* _Partie texte_
┄┄┄┄┄┄┄┄┄┄┄┄┄┄┄┄┄┄┄┄
Issu d'une famille modeste (son père était représentant de commerce), Jean Lecanuet est né le 4 mars 1920 à Rouen. Après
d'excellentes études secondaires et supérieures, il est reçu, en 1942, premier ex-aequo avec Maurice Clavel, à l'agrégation
de philosophie. Il enseigne à Douai et à Lille. Il s'engage dans la Résistance et entre dans un réseau franco-anglais.
Arrêté par les Allemands, il réussit à s'évader.
A la Libération, il choisit d'adhérer au Mouvement républicain populaire (MRP) qui répond à son attachement aux valeurs
chrétiennes et à celles de la République.
"Pour moi lorsque j'étais un jeune homme de vingt-quatre ans, le MRP, c'était non seulement la transcription, dans l'action,
d'une volonté de justice sociale, les suites de la Résistance, bien entendu, mais c'était aussi l'entrée des catholiques,
définitivement, dans la République. Le MRP a été le moment de l'insertion non remise en cause des catholiques, et plus largement
des chrétiens, dans la République et dans la démocratie".
Renonçant à une carrière universitaire, Jean Lecanuet ne quittera plus désormais la politique, même si elle n'est pas pour
lui le tout de la vie. Très vite, il devient le collaborateur de plusieurs ministres MRP, notamment Pierre-Henri Teitgen,
Jean Letourneau, André Colin, Pierre Abelin. Il milite pour réaliser l'implantation du MRP dans son département et, en 1951,
il est élu député de Seine-Maritime.
En 1955, il est secrétaire d'Etat à la Présidence du Conseil dans un gouvernement Edgar Faure. Il perd son siège de député
en 1956.
En 1957, Jean Lecanuet, secrétaire général adjoint du MRP, participe à la création de la revue "France Forum" avec Etienne
Borne, Joseph Fontanet, Maurice-René Simonnet, Henri Bourbon ; il fait partie de son comité de direction jusqu'en 1963.
Au moment des graves événements de 1958, il est directeur du cabinet de Pierre Pflimlin, président du Conseil ; il le demeure
lorsque Pierre Pflimlin est nommé ministre d'Etat du gouvernement de Gaulle, dernier gouvernement de la IVème République.
En 1959, Jean Lecanuet est élu sénateur de Seine-Maritime et devient en 1960 président du groupe MRP du Sénat, puis, en
1963, président national du Mouvement Républicain Populaire.
En 1964, en qualité de président du MRP, il est conduit à rechercher un accord de coopération avec les socialistes dans le
cadre d'un "Comité des démocrates" ; les pourparlers échouent à cause de divergences notables, parmi lesquelles la question
de l'enseignement libre et le problème des relations avec les communistes.
┄┄┄┄┄┄┄┄┄┄┄┄┄┄┄┄┄┄┄┄
* _Données fournies_

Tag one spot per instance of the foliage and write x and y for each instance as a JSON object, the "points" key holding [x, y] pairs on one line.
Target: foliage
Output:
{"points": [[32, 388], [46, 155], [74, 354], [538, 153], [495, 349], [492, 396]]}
┄┄┄┄┄┄┄┄┄┄┄┄┄┄┄┄┄┄┄┄
* _Détails de l'exercice_
Modifiez le passage du texte sur Jean Lecanuet allant de "En 1964, en" à "avec les communistes." en y remplaçant "socialistes" par "radicaux". Appuyez-vous uniquement sur le texte.

* _Exercice terminé_
En 1964, en qualité de président du MRP, il est conduit à rechercher un accord de coopération avec les radicaux dans le
cadre d'un "Comité des démocrates" ; les pourparlers échouent à cause de divergences notables, parmi lesquelles la question
de l'enseignement libre et le problème des relations avec les communistes.